Text passage section start
In December 1982, in a small church that overlooks the Gulf of Tigullio in Liguria, my mother and Tonino were married, and two years later our fourth brother, Uber, was born. With his arrival, our story turned another page: in the city records and on the mailbox there were now three last names, sometimes making it very difficult to explain things. It wasn't always easy, especially for Uber, whose life was weighed down by a heavy and never-ending story. He was little, still in nursery school, when one night before going to bed he said, “Mama, I don't know what to do. I love my brothers and I'm sad that their father is dead, but if it hadn't happened I wouldn't have been born.” During his first year of high school, one of his teachers organized an assembly about Adriano Sofri, who had been convicted of instigating my father's murder, but had gone through multiple trials with varying outcomes. The only speaker invited was Guido Viale, the former leader of Lotta Continua. My brother asked why the opposite side wasn't represented, and he was told, “Why, do you want those poor guys to go to jail?” He came home and asked for everything to be explained to him, to be given all the details of the story. Uber wanted to take the floor at the assembly, so that at least one voice would remember Luigi Calabresi, even if Uber wasn't his son. We thanked him, then my mother asked him to stay home that day, so that he would miss the assembly. We never felt that he was different from us. Now we were four and our stories blended into one.

And so Sunday after Sunday, year after year, we learned all the ordinary things that should belong to a shared heritage: that there were two Italys, each with its relative merits, and with good people on both sides. We learned that people from the right, the left, and the center could join together in laughter, affection, good conversation, debate, discomfort, and sadness. I quickly realized that our family was a little different, in a good way that defied stereotypes. For example, when my mother and I went to an art opening at a “leftist” gallery, we might be greeted by a brief chill in the air. We never worried because after a while the climate would change. Other people would start to see us as individuals rather than symbols, regard us with compassion, and maybe even start to question some of their own assumptions.
Text passage section end
Data excerpts section start
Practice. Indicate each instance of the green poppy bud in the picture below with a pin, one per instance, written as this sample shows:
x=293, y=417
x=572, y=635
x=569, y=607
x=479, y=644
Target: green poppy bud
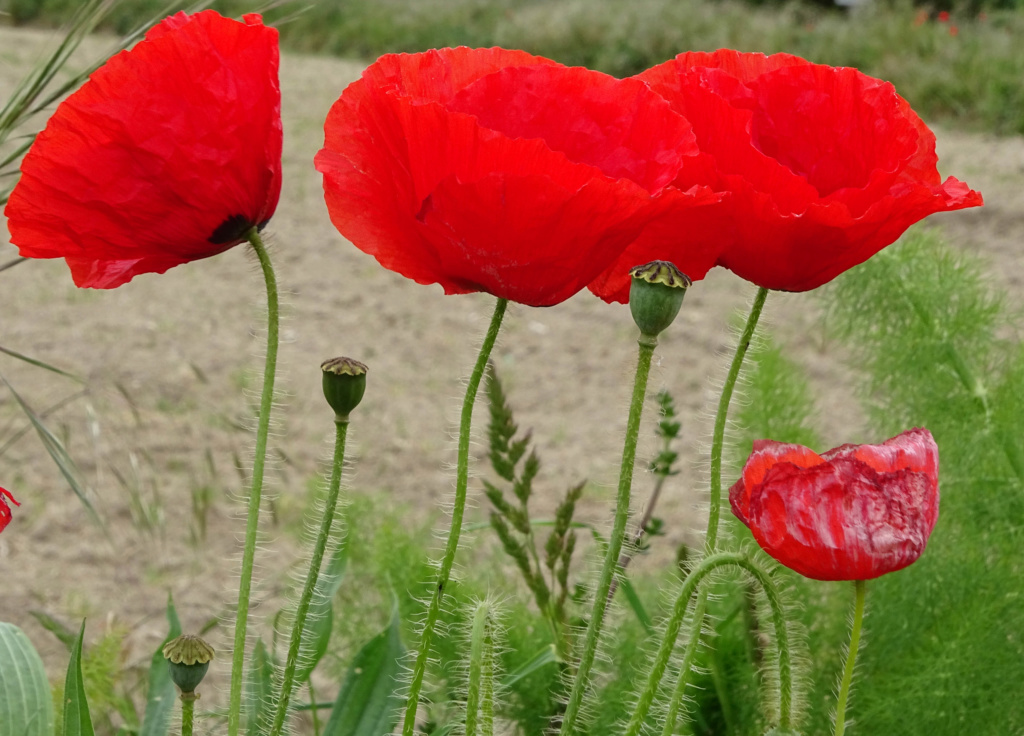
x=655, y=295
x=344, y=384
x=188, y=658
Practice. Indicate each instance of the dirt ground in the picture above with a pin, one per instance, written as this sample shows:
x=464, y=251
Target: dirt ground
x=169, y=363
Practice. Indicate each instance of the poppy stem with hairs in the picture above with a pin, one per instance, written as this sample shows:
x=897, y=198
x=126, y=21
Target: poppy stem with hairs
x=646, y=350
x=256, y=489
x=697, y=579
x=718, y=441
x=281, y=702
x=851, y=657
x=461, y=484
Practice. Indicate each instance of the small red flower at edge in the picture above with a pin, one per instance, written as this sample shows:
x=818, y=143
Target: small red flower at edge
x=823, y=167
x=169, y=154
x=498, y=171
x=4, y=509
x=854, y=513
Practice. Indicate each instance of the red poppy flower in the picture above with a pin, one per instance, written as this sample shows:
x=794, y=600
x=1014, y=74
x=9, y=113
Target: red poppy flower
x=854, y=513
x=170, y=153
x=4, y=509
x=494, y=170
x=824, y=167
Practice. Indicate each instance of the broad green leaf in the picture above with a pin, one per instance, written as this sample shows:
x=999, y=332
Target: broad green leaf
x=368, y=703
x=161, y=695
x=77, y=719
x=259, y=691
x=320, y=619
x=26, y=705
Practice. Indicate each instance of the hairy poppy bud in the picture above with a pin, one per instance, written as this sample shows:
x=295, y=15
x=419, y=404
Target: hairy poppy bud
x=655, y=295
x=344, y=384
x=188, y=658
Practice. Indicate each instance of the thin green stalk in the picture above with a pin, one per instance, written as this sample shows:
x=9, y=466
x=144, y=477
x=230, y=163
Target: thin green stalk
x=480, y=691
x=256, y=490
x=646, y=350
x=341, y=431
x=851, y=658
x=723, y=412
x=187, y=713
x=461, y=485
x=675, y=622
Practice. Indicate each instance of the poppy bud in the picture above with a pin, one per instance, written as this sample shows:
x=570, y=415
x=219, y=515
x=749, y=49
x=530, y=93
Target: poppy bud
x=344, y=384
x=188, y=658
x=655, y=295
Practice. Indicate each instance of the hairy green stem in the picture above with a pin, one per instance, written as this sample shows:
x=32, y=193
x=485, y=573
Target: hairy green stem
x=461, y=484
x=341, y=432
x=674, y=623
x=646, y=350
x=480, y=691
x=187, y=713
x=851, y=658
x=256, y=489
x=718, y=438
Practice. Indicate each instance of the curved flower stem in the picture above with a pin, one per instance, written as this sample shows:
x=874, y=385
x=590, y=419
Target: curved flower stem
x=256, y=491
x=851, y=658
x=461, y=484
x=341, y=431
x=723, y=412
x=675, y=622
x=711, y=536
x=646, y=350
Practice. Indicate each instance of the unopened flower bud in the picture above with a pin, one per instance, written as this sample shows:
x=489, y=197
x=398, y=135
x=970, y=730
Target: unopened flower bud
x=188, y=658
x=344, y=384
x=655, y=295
Data excerpts section end
:: What you will do ::
1. In the passage, who was the only speaker invited to the assembly about Adriano Sofri?
2. Duplicate the passage between "And so Sunday" and "their own assumptions.", inclusive.

:: Responses by item number ::
1. Guido Viale, the former leader of Lotta Continua.

2.
And so Sunday after Sunday, year after year, we learned all the ordinary things that should belong to a shared heritage: that there were two Italys, each with its relative merits, and with good people on both sides. We learned that people from the right, the left, and the center could join together in laughter, affection, good conversation, debate, discomfort, and sadness. I quickly realized that our family was a little different, in a good way that defied stereotypes. For example, when my mother and I went to an art opening at a “leftist” gallery, we might be greeted by a brief chill in the air. We never worried because after a while the climate would change. Other people would start to see us as individuals rather than symbols, regard us with compassion, and maybe even start to question some of their own assumptions.